§ Exercise prompt:
Lines before the one containing "Objective — one marker on every instance of the fence" are excluded; print that line and every line after it through the end of the material below, exactly.

§ Coordinate labeling data:

◇ ◇ ◇

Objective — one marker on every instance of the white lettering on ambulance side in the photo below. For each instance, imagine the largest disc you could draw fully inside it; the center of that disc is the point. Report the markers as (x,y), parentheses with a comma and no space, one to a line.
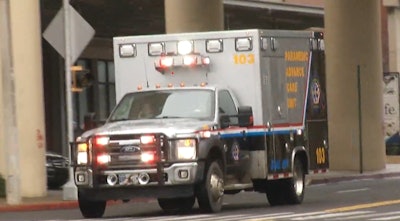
(293,73)
(243,58)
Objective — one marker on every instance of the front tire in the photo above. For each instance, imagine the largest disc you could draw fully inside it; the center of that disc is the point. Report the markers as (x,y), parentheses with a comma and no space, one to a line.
(211,191)
(176,205)
(90,208)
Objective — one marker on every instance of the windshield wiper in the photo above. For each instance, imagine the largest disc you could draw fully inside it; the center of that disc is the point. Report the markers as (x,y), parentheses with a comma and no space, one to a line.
(120,119)
(167,116)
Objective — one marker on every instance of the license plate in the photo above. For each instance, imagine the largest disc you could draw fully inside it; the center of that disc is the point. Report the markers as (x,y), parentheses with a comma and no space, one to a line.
(123,179)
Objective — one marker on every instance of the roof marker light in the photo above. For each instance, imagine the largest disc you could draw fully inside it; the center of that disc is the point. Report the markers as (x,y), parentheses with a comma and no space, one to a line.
(205,60)
(127,50)
(243,44)
(189,60)
(102,141)
(185,47)
(147,139)
(156,49)
(166,61)
(214,46)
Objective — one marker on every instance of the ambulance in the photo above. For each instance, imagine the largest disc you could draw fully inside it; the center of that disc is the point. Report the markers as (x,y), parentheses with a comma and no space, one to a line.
(202,115)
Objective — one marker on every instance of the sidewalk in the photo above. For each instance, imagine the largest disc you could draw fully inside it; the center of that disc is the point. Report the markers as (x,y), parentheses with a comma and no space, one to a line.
(54,198)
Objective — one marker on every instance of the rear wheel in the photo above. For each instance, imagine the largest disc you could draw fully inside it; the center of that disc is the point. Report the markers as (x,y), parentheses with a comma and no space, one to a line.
(275,192)
(211,191)
(287,191)
(295,189)
(176,205)
(91,208)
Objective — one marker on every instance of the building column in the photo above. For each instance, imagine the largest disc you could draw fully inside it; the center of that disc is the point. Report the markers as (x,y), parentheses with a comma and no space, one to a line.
(29,100)
(394,36)
(353,39)
(194,15)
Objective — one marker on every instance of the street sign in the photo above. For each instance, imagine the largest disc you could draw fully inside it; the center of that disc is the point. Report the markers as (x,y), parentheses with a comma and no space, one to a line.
(81,33)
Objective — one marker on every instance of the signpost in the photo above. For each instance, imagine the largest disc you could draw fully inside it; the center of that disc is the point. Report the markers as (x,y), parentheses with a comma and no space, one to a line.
(391,107)
(69,34)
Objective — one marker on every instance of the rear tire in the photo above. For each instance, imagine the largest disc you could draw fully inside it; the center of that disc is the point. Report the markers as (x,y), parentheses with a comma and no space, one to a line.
(275,192)
(176,205)
(296,184)
(90,208)
(287,191)
(211,191)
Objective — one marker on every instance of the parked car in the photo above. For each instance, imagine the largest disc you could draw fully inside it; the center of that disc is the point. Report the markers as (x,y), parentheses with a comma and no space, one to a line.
(57,168)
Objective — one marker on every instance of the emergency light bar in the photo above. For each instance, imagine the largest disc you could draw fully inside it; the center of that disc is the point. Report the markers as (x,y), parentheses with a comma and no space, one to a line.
(167,62)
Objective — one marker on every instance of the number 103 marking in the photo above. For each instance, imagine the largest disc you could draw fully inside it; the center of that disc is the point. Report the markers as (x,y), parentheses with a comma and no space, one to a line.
(243,58)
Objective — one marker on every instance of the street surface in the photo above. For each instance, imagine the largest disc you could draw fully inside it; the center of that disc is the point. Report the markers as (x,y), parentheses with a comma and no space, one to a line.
(374,199)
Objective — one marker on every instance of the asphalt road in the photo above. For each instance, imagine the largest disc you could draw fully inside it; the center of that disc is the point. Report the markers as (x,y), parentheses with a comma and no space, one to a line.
(370,199)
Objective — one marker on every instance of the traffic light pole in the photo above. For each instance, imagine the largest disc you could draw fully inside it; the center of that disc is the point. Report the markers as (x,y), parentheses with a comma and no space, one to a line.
(69,189)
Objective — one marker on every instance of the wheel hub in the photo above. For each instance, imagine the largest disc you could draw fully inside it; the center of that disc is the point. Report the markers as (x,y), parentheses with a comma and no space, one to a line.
(216,187)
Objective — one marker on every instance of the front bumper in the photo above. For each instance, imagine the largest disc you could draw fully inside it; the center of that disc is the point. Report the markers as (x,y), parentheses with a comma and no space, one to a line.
(127,192)
(176,174)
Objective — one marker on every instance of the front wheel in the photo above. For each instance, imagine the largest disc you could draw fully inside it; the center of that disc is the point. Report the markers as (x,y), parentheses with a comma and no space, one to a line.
(211,191)
(176,205)
(90,208)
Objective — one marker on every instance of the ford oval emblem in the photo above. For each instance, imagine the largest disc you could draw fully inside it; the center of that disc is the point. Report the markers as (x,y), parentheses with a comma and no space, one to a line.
(130,149)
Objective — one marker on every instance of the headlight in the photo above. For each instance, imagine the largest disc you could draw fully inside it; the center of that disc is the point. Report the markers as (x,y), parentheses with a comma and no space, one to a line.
(82,156)
(186,149)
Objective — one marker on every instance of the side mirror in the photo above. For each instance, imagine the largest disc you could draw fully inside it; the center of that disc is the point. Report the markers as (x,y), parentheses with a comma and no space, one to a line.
(89,121)
(245,115)
(224,121)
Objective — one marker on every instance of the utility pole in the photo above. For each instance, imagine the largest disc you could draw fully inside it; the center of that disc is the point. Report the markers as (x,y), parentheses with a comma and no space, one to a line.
(9,123)
(69,189)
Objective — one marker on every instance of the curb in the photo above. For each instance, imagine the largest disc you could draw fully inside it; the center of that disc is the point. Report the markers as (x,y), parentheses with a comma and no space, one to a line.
(352,177)
(39,206)
(58,205)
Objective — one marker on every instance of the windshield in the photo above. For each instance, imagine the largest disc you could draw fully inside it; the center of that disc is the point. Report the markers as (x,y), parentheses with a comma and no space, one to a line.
(197,104)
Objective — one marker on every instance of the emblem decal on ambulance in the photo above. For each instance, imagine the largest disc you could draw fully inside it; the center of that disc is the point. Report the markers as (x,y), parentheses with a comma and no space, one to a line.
(235,151)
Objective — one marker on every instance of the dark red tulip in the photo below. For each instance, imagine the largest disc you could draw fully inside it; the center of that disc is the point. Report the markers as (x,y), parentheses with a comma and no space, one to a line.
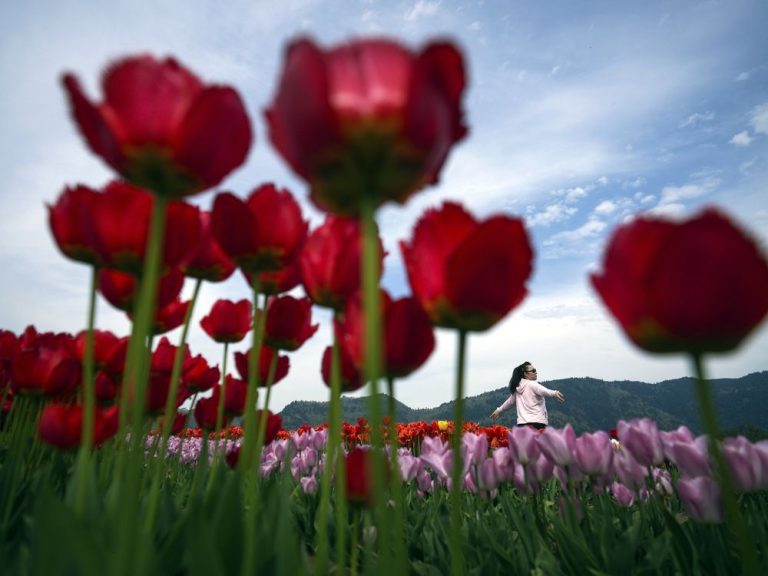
(697,286)
(228,321)
(467,274)
(277,281)
(104,345)
(351,378)
(106,387)
(169,317)
(9,347)
(120,288)
(234,396)
(330,262)
(198,376)
(206,410)
(265,360)
(408,337)
(160,127)
(367,117)
(72,222)
(122,224)
(61,425)
(262,234)
(47,365)
(207,260)
(289,323)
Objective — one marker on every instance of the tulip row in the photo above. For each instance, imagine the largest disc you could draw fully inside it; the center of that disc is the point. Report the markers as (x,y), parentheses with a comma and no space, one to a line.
(363,124)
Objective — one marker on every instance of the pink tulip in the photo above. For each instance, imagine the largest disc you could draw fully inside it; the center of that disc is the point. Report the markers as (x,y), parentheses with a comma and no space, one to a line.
(558,445)
(594,453)
(641,437)
(523,445)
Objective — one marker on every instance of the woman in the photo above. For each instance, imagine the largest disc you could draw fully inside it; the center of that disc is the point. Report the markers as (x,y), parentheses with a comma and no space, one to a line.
(529,397)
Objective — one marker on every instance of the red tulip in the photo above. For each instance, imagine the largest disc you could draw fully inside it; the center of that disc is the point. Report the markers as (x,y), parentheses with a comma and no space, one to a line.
(695,286)
(277,281)
(120,289)
(234,396)
(61,425)
(330,262)
(160,127)
(408,336)
(289,323)
(228,321)
(104,345)
(351,378)
(71,220)
(47,365)
(208,261)
(122,227)
(367,117)
(265,360)
(262,234)
(467,274)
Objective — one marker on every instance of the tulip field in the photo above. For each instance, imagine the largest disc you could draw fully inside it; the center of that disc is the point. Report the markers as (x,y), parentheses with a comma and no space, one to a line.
(131,454)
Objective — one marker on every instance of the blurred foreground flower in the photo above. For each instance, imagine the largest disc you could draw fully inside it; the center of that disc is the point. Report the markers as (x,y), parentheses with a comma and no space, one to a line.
(367,117)
(160,127)
(467,274)
(695,286)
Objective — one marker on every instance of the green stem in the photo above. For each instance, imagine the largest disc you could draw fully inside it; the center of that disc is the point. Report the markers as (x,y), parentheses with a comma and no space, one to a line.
(321,538)
(134,392)
(396,486)
(457,557)
(248,460)
(733,515)
(373,354)
(159,461)
(83,474)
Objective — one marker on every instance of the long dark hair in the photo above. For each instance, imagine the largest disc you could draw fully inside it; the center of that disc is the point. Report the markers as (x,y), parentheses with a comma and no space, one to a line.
(517,376)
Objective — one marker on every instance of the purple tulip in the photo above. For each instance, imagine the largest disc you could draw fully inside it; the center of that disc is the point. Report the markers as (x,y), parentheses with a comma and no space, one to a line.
(594,453)
(522,444)
(690,456)
(641,437)
(558,445)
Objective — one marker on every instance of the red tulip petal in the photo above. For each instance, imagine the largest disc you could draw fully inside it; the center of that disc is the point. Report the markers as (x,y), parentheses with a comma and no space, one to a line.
(486,275)
(100,132)
(150,98)
(216,135)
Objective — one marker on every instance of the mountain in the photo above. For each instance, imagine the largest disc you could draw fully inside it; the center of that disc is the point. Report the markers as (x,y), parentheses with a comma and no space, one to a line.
(591,404)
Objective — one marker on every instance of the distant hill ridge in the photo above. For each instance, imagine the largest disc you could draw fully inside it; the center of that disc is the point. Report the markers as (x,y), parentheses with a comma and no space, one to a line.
(591,404)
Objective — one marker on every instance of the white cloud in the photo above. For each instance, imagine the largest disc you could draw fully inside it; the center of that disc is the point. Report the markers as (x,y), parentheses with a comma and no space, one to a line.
(741,139)
(421,9)
(676,194)
(759,120)
(697,118)
(605,208)
(551,214)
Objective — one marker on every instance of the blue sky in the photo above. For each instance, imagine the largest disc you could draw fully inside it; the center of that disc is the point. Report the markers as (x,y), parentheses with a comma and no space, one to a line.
(580,114)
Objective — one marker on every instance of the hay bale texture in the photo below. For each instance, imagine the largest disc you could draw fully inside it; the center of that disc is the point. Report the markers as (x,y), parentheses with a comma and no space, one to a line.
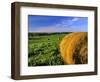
(73,48)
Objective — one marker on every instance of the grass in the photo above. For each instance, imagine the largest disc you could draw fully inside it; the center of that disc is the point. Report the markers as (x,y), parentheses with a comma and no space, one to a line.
(43,49)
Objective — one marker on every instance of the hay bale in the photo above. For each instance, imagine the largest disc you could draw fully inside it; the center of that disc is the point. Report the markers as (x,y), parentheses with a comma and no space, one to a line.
(73,48)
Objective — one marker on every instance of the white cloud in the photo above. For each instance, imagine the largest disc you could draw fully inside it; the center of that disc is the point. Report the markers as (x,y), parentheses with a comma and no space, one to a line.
(75,19)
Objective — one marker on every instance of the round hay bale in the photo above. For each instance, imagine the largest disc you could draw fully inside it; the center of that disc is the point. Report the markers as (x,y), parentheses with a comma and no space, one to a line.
(73,48)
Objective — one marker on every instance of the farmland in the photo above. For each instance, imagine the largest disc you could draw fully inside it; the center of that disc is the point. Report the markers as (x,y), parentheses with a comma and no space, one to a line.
(43,49)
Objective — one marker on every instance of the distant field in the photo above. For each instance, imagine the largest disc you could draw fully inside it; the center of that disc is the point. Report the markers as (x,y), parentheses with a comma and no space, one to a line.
(43,49)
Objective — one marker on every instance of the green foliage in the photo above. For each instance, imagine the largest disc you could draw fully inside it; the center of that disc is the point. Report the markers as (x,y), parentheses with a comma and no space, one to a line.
(44,49)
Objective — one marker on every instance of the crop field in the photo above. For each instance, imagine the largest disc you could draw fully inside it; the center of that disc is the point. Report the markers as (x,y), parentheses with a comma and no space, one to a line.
(44,49)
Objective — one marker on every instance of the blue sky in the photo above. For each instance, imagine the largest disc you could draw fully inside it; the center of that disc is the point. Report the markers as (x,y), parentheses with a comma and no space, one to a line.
(38,23)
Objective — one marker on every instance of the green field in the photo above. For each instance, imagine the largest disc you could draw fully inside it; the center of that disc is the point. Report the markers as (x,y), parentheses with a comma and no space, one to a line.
(43,49)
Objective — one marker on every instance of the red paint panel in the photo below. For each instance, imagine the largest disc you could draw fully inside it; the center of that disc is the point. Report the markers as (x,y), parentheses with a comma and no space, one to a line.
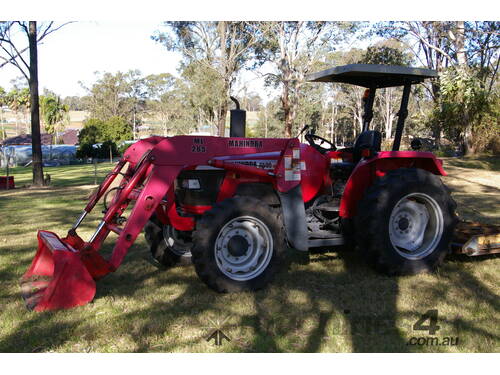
(367,170)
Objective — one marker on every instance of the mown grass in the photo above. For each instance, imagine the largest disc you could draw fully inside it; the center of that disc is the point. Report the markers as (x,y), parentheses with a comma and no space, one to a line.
(331,303)
(485,162)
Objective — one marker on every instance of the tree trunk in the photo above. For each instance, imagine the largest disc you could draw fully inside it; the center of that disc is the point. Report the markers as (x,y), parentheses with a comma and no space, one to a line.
(285,102)
(36,141)
(221,121)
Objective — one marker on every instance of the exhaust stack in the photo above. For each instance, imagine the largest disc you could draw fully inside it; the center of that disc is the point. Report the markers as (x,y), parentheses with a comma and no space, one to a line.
(237,120)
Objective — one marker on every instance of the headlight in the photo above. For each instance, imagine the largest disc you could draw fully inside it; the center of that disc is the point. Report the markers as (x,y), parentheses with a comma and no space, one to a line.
(191,184)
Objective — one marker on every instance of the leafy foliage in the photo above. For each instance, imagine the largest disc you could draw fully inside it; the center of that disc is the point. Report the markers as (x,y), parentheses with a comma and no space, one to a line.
(107,133)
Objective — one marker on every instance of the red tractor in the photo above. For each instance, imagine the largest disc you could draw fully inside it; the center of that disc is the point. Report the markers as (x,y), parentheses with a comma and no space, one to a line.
(232,206)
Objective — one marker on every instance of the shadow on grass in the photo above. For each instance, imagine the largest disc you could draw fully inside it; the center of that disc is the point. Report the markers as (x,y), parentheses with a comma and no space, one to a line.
(300,313)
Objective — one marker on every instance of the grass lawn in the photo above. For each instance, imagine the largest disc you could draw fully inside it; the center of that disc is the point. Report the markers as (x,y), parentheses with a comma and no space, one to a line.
(486,162)
(333,303)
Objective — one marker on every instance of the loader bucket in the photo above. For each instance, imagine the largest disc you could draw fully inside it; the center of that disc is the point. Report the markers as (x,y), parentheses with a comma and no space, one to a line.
(57,278)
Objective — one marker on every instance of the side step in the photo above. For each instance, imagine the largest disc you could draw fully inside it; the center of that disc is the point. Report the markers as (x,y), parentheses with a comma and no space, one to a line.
(335,240)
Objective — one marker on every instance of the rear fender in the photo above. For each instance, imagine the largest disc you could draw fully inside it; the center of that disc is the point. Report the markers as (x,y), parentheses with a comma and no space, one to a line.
(368,170)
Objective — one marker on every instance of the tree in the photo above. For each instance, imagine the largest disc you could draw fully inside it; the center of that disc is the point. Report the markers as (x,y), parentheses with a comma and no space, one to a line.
(163,98)
(3,101)
(53,113)
(387,52)
(107,133)
(445,45)
(117,95)
(13,54)
(18,101)
(295,48)
(223,47)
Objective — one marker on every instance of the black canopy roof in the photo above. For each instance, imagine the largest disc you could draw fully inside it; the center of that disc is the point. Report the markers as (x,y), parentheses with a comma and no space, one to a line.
(371,75)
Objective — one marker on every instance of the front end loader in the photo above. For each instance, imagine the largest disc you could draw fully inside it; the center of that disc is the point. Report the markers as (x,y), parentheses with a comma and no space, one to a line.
(232,206)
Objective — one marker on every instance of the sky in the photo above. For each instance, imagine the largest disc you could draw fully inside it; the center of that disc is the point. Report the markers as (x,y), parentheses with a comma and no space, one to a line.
(120,38)
(77,50)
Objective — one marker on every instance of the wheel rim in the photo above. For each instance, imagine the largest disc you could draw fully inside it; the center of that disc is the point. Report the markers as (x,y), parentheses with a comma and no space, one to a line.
(243,248)
(416,226)
(174,243)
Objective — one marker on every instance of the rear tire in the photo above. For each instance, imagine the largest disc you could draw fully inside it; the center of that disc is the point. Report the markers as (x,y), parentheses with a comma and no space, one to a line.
(165,244)
(238,245)
(405,222)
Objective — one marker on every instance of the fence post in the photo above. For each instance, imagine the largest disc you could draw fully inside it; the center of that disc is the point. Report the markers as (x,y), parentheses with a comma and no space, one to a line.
(95,170)
(7,179)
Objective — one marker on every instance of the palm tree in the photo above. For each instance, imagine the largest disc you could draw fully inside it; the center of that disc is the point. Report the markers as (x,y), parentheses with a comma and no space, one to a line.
(53,113)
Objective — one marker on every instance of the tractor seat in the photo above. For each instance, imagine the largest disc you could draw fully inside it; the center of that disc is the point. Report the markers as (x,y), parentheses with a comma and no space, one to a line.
(369,139)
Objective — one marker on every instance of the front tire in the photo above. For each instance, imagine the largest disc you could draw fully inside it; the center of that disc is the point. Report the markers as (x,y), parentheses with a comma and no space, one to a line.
(405,222)
(238,245)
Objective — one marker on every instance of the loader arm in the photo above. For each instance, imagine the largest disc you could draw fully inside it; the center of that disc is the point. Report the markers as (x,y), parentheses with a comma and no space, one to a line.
(69,266)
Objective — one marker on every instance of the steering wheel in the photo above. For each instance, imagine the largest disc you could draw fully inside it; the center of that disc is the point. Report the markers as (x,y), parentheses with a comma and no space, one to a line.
(319,147)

◇ ◇ ◇

§ The completed task:
Objective — one marker on every instance of the fence post in the photo above. For each instance, imagine the largest disc you could draw fully inside it; the center of that disc is the point. Report the markers as (x,y), parentheses with a comma and no space, one to a line.
(95,170)
(7,179)
Objective — one marker on every instance of the palm tree in the photo above. For each instance, imagine the largest disc you could draw fully inside it; the center of that disc is the point. Report the markers as (x,y), parentheses with a comma and no space, one to a line.
(53,113)
Objective — one marker on every instance of the tractor seat in the photo above. For each instance, imagine the largest disc you could draw fully inside it; the center of that disc is the point. Report the markers as (x,y), parentheses with a comma and no space, one to a line.
(369,139)
Objective — one marker on every instance of the front tire in the photo above. For each instance, imagine the largest disc you could draw fully inside it; the center of that disc is the point. Report the markers as (x,y), parentheses with a comma and no space, one to a line.
(405,222)
(238,245)
Objective — one marker on every instance of the loader arm in the photo above. For each instance, imagine the largest disc you could draw fully inside it; the center of that disc is the point. Report the markers as (x,y), parentheses with a comma and no space, one to a line.
(69,266)
Objective — one marker on every instance of the steering wheel in the photo above. For each instance, imagine the largest disc you could draw fully inside it; the center of that disc is the point. Report the markers as (x,y), parentheses with a comma and no space, one to a line.
(319,147)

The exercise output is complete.